_Exercise description_
Reproduce the lines below word for word, from the first one through the line that contains "0 25 L 6 29", and leave the pictures out.

_Dataset records_

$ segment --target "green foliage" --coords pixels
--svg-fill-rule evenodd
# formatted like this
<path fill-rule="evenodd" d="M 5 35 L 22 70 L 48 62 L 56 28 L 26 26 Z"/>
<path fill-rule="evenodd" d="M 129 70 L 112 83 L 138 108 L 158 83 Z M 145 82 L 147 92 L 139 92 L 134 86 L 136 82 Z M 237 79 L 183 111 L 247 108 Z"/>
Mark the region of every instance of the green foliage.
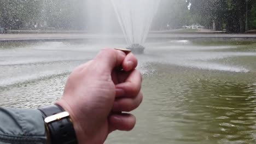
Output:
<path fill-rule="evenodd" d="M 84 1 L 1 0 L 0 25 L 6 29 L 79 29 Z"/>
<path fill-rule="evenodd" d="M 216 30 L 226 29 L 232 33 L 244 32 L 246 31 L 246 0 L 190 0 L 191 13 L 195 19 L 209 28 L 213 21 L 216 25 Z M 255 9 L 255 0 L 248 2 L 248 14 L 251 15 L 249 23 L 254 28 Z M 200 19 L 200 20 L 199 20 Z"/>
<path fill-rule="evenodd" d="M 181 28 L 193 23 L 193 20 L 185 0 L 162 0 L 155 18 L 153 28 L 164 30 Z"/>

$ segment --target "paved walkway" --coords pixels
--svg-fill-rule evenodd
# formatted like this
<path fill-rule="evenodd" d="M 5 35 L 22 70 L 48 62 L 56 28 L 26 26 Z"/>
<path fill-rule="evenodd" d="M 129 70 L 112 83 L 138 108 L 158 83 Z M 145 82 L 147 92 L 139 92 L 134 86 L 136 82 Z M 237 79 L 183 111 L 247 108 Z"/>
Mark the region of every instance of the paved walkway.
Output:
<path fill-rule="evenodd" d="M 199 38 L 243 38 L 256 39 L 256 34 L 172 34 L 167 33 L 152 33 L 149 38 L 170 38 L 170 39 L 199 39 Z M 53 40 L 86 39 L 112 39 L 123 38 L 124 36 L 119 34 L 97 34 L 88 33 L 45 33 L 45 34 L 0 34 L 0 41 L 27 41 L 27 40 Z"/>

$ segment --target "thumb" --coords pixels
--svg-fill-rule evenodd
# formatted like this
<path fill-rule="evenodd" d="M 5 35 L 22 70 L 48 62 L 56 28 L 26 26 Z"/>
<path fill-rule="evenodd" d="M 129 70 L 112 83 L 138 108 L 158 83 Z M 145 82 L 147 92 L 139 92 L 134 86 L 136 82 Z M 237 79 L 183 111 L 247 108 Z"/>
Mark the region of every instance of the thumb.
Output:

_Finished exercise_
$ segment --target "green foliage" --coords pixels
--svg-fill-rule evenodd
# formatted like this
<path fill-rule="evenodd" d="M 5 35 L 22 70 L 48 62 L 56 28 L 26 26 Z"/>
<path fill-rule="evenodd" d="M 129 70 L 112 83 L 138 108 L 158 83 Z M 145 82 L 147 92 L 139 92 L 134 86 L 136 82 Z M 237 79 L 183 111 L 247 108 Z"/>
Mark the region of every instance of the green foliage.
Output:
<path fill-rule="evenodd" d="M 84 1 L 1 0 L 0 25 L 6 29 L 79 29 Z"/>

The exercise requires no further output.